* **Activity**:
Each record that follows should be reproduced in full, character for character.

Region pointing data:
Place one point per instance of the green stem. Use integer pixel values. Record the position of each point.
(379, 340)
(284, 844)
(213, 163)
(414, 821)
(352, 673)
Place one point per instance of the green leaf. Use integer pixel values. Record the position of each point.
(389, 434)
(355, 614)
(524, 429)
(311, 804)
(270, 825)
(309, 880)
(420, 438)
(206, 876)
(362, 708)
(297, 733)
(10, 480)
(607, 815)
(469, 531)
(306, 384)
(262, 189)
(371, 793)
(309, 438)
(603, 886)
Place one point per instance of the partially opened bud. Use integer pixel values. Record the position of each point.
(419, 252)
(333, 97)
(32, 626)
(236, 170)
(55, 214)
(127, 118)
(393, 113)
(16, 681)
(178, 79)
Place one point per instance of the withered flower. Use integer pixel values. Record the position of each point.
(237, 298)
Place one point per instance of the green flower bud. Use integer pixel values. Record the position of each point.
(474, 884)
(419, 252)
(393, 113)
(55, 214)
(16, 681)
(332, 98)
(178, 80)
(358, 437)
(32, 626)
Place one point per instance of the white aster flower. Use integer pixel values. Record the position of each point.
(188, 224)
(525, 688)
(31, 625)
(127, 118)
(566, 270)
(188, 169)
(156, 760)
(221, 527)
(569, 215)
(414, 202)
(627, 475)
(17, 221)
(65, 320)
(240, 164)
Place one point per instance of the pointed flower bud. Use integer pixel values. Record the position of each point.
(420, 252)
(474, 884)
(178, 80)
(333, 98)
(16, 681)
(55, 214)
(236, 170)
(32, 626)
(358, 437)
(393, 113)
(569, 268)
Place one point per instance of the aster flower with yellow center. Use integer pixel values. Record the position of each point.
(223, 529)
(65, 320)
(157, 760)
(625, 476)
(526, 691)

* **Task result**:
Place one point per instance of the green stem. Use integer pixel values. Record the position of each point.
(379, 340)
(284, 844)
(213, 163)
(414, 821)
(352, 673)
Place one point per instance of the green leaf. Use integer pixel values. Record the position of each point.
(389, 434)
(355, 614)
(524, 429)
(311, 804)
(270, 825)
(309, 880)
(420, 438)
(206, 876)
(362, 708)
(297, 733)
(10, 480)
(607, 815)
(469, 531)
(306, 384)
(262, 189)
(371, 793)
(309, 438)
(603, 886)
Place one point per instance of the partially opened bud. Use integer pixel values. Record the position of each point.
(419, 252)
(333, 97)
(32, 626)
(236, 170)
(55, 214)
(127, 118)
(393, 113)
(16, 681)
(178, 79)
Place one point per instance of the withered flower. Use integer pixel values. Record the position of each point.
(237, 298)
Place one point per instance of the green flower bud. Use integer pixel values. Record the position of each point.
(474, 884)
(419, 252)
(393, 113)
(55, 214)
(16, 681)
(332, 98)
(178, 80)
(358, 437)
(32, 626)
Place one point per instance of the white aster flower. Use integer pixel values. Record the position of each point.
(188, 224)
(525, 688)
(31, 625)
(127, 118)
(566, 270)
(188, 169)
(156, 760)
(221, 527)
(569, 215)
(414, 202)
(627, 475)
(17, 221)
(65, 320)
(240, 164)
Place one point per instance of the pointed flower bud. Use integer pixel values. Record the position of each point.
(420, 252)
(474, 884)
(178, 80)
(333, 98)
(16, 681)
(55, 214)
(236, 170)
(32, 626)
(358, 437)
(393, 113)
(569, 268)
Place one point per instance of the aster flower with yellow center. Use integer pixel values. Record the position of each point.
(223, 529)
(65, 320)
(157, 760)
(625, 476)
(526, 691)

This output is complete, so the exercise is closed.